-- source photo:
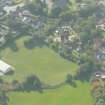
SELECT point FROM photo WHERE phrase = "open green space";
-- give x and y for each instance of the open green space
(50, 68)
(65, 95)
(41, 61)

◇ ◇ ◇

The required output is each line above restated verbatim, with all images omitted.

-- source photo:
SELECT point FROM photo WHERE phrase = "open green space";
-- give x and y for each instance of the open green space
(50, 68)
(65, 95)
(41, 61)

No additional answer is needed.